→ **Your goal**: Each line below is to be set down again exactly.

→ **Data records**:
*** Begin section ***
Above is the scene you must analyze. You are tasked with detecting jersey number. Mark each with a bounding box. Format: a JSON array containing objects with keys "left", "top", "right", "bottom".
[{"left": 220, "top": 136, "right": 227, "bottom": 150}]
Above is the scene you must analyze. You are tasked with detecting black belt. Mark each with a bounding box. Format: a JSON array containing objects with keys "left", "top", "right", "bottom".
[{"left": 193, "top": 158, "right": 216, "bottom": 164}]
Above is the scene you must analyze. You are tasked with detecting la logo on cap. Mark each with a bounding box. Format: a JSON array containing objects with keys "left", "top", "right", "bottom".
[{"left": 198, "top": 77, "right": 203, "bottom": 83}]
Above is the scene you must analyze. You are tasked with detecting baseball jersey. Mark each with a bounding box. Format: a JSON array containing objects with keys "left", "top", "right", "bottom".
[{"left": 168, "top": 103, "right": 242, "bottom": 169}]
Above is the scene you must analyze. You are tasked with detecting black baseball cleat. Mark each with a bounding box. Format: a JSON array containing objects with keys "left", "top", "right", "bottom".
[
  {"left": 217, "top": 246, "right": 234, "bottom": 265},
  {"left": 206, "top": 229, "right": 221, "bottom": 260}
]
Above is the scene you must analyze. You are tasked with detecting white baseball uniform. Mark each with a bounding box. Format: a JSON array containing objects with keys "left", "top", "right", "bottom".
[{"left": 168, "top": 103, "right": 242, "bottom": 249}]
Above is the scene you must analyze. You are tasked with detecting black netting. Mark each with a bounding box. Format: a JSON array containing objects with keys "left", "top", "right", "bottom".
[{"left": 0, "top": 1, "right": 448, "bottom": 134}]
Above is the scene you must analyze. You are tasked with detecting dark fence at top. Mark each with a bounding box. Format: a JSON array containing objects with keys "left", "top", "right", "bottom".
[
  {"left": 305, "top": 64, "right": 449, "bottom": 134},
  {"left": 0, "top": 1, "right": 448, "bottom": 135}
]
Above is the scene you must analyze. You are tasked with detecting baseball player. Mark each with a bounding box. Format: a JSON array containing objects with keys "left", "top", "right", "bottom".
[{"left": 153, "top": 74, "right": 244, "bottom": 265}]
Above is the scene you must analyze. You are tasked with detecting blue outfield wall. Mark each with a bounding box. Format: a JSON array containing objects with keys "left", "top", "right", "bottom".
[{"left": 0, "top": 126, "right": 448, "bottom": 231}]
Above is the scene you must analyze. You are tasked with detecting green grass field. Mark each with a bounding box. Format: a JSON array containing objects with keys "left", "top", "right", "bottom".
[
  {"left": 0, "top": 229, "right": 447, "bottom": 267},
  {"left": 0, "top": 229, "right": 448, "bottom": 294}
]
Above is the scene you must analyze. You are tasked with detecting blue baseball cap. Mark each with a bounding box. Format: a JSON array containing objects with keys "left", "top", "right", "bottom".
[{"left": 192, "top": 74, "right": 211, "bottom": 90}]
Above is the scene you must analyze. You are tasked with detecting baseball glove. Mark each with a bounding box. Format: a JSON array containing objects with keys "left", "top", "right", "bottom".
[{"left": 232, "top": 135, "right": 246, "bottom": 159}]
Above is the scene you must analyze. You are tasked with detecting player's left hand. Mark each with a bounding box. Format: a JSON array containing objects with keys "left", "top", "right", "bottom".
*** End section ***
→ **Result of the exercise**:
Above is the scene you must analyze. You are tasked with detecting jersey number. Mark each with a bounding box. Format: a JSON array containing objects with keys "left", "top", "right", "bottom".
[{"left": 220, "top": 136, "right": 227, "bottom": 150}]
Above is the scene you must analyze. You are tasked with detecting black belt. Mark each with a bounding box. Format: a JSON array containing objects with keys "left", "top", "right", "bottom".
[{"left": 193, "top": 158, "right": 216, "bottom": 164}]
Above is the scene you must analyze. You are tasked with detecting la logo on cap. Mark each with a bounding box. Format: a JSON array containing objects with keys "left", "top", "right", "bottom".
[{"left": 198, "top": 77, "right": 203, "bottom": 83}]
Above is the scene you must analyze. You are tasked with detecting baseball jersey. Mark each with a bounding box. Format: a JSON array containing objects with keys "left", "top", "right", "bottom".
[{"left": 168, "top": 103, "right": 242, "bottom": 169}]
Above is the scene you must analyze. You are tasked with detecting black baseball cleat. Mark each with a bounding box. Format: a JSON array containing objects with keys "left", "top", "right", "bottom".
[
  {"left": 217, "top": 246, "right": 234, "bottom": 265},
  {"left": 206, "top": 229, "right": 221, "bottom": 260}
]
Above is the scene you must analyze. You are tasked with detecting white baseball uniform. Mark each with a bounding box. Format: a JSON array containing objects with keys "left", "top", "right", "bottom".
[{"left": 168, "top": 103, "right": 242, "bottom": 249}]
Above is the scene you must analyze. You are tasked with detecting black netting. Mark each with a bounding box. Format: a JSON array containing objects with keys "left", "top", "right", "bottom".
[{"left": 0, "top": 1, "right": 448, "bottom": 134}]
Above is the scene you must analyze. You are tasked with detecting dark fence at top. Mark each with a bounding box. Format: a JSON array containing objects with keys "left", "top", "right", "bottom".
[
  {"left": 305, "top": 64, "right": 449, "bottom": 134},
  {"left": 0, "top": 1, "right": 448, "bottom": 135}
]
Above is the scene you must analyze. You are tasked with detecting baseball player. Mark each with a bounding box. Format: a JSON array containing objects with keys "left", "top", "right", "bottom".
[{"left": 153, "top": 74, "right": 244, "bottom": 265}]
Above is the scene you must analyze. You are tasked with detecting blue outfield wall. Mark each with a bounding box. Format: a JSON array containing objects with keys "left", "top", "right", "bottom".
[{"left": 0, "top": 126, "right": 448, "bottom": 231}]
Above is the scene you must analyze. You are tasked with detecting green grass field. Mark each with a bounding box. Format: a JSON array containing objects with keys "left", "top", "right", "bottom".
[
  {"left": 0, "top": 229, "right": 447, "bottom": 267},
  {"left": 0, "top": 229, "right": 448, "bottom": 294}
]
Above is the scene you must analyze. You are tasked with detecting blue baseball cap. Mark each with a bounding box. Format: a JSON array containing objects with keys "left", "top", "right", "bottom".
[{"left": 192, "top": 74, "right": 211, "bottom": 90}]
Above is the scene you must analyze. You are tasked with detecting baseball glove. Mark each with a bounding box. Format: a JSON array containing objects with keys "left", "top", "right", "bottom".
[{"left": 232, "top": 135, "right": 246, "bottom": 159}]
Above is the scene you must analyze. You are tasked with detecting player's left hand. Mark each with a bounding box. Format: a JSON array containing objects with keys "left", "top", "right", "bottom".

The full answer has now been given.